* EXERCISE TASK *
Filter the entries below, copying every line that contains the string "unripe". The match is case-sensitive.

* PROVIDED RECORDS *
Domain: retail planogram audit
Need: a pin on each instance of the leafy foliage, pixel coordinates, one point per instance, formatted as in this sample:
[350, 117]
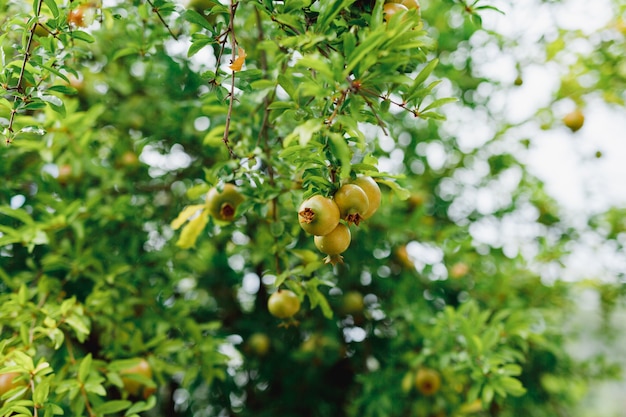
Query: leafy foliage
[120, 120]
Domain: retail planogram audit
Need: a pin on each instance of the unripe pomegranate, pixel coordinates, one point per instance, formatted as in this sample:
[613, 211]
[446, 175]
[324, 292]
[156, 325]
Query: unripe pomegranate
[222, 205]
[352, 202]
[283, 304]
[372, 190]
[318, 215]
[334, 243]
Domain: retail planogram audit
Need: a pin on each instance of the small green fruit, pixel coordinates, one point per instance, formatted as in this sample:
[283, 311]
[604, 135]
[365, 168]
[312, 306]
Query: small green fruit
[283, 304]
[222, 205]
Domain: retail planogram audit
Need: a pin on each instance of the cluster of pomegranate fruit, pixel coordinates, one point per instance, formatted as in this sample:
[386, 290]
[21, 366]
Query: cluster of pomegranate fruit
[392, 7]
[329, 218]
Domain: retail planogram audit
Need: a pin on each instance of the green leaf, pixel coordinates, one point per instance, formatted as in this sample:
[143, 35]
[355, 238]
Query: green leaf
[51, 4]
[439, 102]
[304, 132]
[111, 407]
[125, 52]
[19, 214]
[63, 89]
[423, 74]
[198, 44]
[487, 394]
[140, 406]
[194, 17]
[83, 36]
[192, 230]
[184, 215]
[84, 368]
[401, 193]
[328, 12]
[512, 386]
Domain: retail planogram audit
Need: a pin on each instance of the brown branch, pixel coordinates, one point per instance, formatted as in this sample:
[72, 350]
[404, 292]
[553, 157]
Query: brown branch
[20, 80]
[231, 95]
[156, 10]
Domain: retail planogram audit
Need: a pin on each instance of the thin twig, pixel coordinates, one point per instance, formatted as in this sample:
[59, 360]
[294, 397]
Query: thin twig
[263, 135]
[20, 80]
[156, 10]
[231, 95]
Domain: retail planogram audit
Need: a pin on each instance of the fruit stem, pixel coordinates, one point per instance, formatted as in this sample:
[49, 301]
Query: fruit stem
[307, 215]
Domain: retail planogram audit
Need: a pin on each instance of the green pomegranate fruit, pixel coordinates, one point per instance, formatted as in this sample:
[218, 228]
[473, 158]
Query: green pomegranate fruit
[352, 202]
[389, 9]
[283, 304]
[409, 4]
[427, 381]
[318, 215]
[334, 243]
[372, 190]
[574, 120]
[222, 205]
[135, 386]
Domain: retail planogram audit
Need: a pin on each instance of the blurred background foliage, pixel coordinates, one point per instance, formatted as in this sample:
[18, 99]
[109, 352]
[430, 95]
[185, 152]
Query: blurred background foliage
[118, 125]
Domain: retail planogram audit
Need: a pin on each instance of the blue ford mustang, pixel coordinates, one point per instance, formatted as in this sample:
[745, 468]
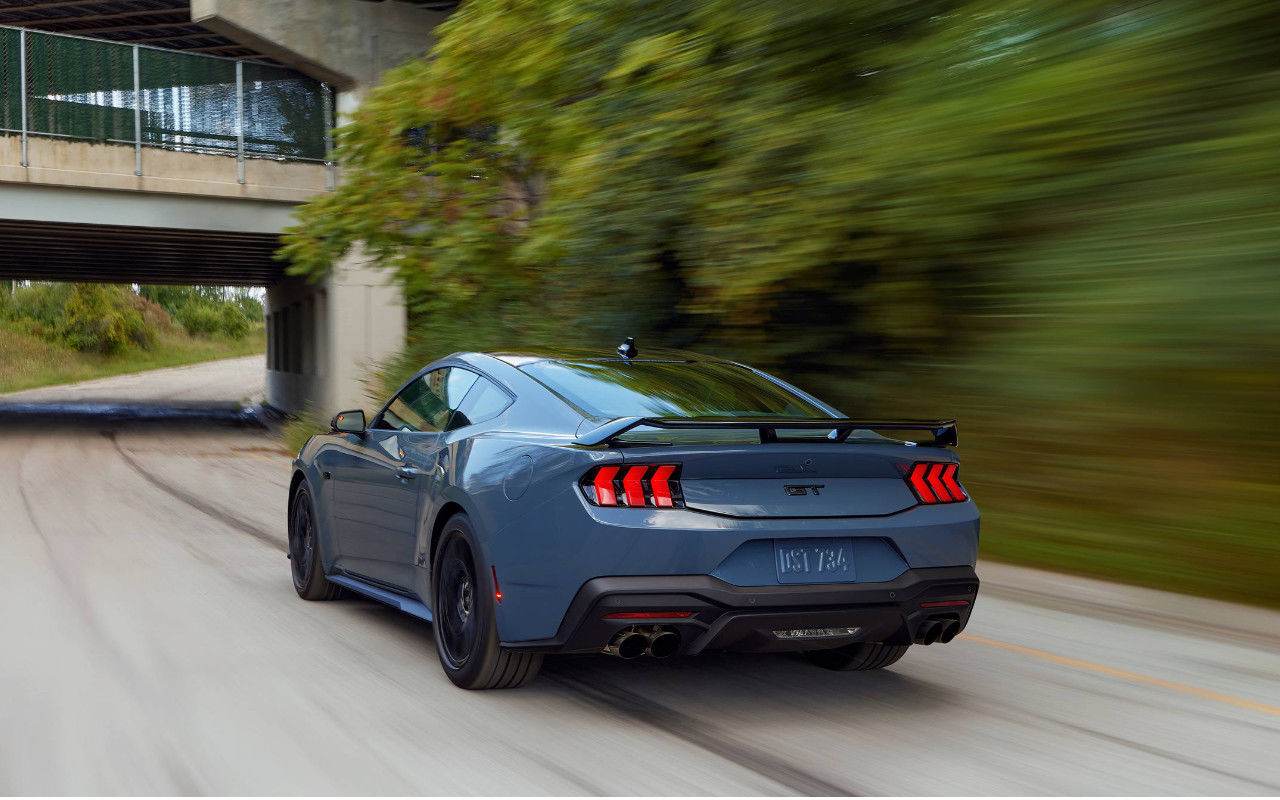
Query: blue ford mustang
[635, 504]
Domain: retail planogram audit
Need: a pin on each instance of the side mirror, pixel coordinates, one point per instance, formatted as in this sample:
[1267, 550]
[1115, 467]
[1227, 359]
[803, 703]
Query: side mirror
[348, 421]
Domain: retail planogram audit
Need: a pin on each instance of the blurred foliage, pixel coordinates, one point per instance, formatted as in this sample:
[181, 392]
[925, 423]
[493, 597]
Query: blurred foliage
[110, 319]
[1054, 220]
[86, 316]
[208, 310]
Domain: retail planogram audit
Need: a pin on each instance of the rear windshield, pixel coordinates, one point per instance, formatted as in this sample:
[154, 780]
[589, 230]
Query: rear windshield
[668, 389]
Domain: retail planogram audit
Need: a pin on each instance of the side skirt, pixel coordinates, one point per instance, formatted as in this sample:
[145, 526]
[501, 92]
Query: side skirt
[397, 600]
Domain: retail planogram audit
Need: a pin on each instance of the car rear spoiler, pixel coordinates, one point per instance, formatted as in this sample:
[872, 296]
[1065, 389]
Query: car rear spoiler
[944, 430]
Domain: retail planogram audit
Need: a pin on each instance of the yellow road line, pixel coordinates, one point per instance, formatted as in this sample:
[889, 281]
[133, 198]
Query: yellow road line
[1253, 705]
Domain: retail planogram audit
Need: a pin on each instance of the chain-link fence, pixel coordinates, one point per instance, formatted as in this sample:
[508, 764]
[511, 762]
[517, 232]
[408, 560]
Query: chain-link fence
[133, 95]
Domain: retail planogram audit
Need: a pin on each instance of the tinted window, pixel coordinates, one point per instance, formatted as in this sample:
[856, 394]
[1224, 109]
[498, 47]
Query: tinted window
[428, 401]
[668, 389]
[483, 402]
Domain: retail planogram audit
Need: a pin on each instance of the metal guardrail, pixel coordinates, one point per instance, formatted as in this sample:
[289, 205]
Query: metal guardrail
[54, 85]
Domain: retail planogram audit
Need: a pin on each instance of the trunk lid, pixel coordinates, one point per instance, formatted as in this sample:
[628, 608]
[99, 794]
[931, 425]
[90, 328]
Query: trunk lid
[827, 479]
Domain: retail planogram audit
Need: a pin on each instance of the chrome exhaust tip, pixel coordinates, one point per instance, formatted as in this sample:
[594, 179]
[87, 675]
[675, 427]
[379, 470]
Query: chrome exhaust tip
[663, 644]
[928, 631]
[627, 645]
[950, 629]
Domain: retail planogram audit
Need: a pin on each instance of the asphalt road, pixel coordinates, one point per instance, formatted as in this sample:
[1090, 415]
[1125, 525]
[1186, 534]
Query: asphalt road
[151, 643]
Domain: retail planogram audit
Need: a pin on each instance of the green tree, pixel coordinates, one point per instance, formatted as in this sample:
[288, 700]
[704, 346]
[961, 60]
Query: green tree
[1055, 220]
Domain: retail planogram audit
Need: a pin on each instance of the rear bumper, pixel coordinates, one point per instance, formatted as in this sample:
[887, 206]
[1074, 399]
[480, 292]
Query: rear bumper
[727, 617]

---

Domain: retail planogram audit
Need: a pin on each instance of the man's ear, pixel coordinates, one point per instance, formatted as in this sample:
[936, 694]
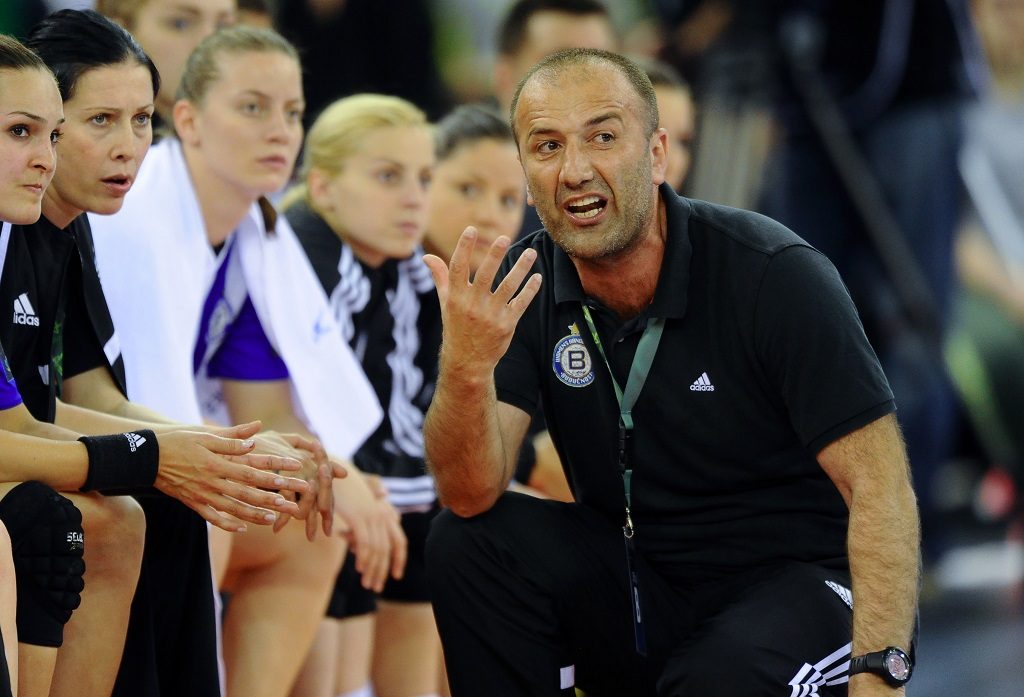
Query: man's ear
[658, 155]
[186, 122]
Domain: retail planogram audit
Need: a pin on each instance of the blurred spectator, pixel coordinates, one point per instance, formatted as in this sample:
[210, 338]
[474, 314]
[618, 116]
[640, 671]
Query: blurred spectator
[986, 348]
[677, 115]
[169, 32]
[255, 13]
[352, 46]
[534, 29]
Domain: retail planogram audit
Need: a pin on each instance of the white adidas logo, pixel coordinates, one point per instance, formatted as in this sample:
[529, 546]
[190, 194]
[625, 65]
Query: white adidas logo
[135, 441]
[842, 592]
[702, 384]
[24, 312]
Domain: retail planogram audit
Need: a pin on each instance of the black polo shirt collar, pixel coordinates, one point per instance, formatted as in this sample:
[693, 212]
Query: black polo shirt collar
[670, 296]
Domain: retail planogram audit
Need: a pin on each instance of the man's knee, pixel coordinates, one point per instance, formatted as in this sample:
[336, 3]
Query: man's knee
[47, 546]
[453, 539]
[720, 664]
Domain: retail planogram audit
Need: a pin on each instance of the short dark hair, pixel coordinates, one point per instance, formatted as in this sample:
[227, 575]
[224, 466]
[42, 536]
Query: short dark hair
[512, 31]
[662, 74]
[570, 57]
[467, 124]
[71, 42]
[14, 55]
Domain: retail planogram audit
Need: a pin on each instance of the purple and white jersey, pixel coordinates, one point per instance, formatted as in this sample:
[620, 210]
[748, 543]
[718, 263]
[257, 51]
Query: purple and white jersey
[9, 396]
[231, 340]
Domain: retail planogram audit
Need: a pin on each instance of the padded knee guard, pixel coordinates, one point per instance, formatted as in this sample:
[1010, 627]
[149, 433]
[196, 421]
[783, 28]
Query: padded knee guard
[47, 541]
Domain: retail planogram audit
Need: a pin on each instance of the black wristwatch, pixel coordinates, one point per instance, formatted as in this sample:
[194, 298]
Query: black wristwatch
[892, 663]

* SOLVED EXERCISE *
Need: a pin on each instance of the unripe pomegranate, pixel coordinates, one point per instance, formatted as in this sample:
Query: unripe pomegranate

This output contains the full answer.